>> Start

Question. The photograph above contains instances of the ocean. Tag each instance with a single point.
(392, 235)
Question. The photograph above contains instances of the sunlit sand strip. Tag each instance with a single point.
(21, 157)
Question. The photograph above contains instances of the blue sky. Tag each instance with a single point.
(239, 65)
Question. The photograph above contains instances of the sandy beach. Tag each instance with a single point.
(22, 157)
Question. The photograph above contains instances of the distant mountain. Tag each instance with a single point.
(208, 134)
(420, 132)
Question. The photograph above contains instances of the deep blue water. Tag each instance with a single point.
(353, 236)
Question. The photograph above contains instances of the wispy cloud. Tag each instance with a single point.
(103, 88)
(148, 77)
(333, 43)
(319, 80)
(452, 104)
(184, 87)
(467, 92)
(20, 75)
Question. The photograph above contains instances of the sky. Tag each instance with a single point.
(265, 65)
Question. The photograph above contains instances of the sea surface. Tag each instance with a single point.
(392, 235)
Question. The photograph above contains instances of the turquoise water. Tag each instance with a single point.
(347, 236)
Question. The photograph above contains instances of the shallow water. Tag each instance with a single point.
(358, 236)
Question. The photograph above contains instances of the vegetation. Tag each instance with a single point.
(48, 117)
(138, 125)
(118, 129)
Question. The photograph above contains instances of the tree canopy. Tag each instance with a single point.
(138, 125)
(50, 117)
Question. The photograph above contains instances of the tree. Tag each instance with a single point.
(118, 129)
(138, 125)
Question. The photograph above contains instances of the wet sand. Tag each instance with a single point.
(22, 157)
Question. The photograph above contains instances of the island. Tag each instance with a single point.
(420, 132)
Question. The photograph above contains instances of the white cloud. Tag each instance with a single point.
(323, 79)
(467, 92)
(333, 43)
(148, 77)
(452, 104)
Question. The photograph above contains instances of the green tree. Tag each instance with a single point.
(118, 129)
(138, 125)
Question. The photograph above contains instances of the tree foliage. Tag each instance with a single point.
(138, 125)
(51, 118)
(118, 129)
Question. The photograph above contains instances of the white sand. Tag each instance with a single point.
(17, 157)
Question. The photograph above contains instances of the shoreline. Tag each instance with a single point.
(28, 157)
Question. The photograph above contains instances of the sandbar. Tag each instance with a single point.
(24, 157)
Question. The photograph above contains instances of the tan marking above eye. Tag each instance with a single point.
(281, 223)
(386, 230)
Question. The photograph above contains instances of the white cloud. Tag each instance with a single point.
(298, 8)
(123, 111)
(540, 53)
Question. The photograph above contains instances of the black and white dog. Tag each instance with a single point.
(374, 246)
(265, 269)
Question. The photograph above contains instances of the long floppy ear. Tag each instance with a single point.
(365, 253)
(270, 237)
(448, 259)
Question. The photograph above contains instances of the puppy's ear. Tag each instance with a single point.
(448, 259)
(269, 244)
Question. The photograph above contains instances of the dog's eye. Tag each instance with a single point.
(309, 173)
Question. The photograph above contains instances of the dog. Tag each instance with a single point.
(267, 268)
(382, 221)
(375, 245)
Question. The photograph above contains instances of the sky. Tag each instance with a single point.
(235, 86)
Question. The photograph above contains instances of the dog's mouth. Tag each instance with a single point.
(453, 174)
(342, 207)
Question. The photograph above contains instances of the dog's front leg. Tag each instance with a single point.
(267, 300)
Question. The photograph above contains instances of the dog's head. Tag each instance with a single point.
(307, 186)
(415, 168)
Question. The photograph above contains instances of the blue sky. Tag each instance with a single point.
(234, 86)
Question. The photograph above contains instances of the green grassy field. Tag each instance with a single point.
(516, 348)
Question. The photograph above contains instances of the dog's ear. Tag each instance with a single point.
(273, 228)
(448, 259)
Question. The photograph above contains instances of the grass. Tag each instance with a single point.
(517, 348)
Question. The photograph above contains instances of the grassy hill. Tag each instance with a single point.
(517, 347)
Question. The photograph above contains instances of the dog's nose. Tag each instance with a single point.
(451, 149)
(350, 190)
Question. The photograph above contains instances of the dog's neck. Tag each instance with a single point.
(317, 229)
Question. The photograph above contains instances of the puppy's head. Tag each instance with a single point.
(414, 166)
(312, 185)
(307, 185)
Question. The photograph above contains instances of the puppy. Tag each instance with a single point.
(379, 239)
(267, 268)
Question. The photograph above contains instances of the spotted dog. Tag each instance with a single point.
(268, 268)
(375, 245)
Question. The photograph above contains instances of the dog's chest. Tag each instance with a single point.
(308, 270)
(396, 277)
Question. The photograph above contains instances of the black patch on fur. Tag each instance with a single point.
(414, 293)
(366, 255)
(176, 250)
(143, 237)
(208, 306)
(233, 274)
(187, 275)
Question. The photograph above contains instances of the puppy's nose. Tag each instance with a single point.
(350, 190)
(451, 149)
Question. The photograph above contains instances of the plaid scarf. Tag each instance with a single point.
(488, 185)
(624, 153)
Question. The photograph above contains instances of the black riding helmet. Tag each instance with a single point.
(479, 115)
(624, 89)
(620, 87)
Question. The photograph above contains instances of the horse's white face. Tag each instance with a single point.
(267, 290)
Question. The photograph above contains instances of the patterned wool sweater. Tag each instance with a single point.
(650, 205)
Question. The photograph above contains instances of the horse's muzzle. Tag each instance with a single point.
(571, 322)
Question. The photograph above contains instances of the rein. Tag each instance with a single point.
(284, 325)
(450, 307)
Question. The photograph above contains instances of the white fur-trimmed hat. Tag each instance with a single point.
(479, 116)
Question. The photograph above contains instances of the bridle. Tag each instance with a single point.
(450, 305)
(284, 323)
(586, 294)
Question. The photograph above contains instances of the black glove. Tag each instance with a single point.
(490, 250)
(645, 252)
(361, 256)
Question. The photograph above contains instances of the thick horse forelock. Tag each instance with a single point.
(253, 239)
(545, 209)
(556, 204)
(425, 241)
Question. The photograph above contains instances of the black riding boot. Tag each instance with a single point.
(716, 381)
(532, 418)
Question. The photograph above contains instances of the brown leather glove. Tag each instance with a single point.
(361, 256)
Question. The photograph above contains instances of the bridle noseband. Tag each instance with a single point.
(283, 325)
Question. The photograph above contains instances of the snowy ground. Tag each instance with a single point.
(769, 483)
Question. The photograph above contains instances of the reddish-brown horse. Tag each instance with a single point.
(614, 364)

>> End

The problem » Copy the entries again, requests included, from the line that has "the black glove." through the end of the entries. Multiply every point coordinate in the answers by 1.6 and round each one to a whole number, with halves rounding up.

Solution »
Question. The photograph above contains instances of the black glove. Tag each instance with a single point.
(784, 400)
(1032, 403)
(578, 410)
Question. The photograph above contains instances of the thick horse forelock. Tag each instance with a single point.
(405, 382)
(872, 334)
(890, 326)
(680, 386)
Question. The photograph above contains instances of the black riding boot. Tag each instance with a single point.
(1146, 610)
(851, 669)
Question. The photograph above contains instances of the brown leather glove. Tag each instance with a single point.
(578, 410)
Question. The photograph above contains instances of the bridle noseband. Tag each instance with a single point.
(453, 520)
Question. The photograph above contains instances of the snowy ground. Tag each instance with a single point.
(1230, 773)
Question. The photograph above contains instances of the reddish-brown horse. Tag each instance with a single point.
(982, 582)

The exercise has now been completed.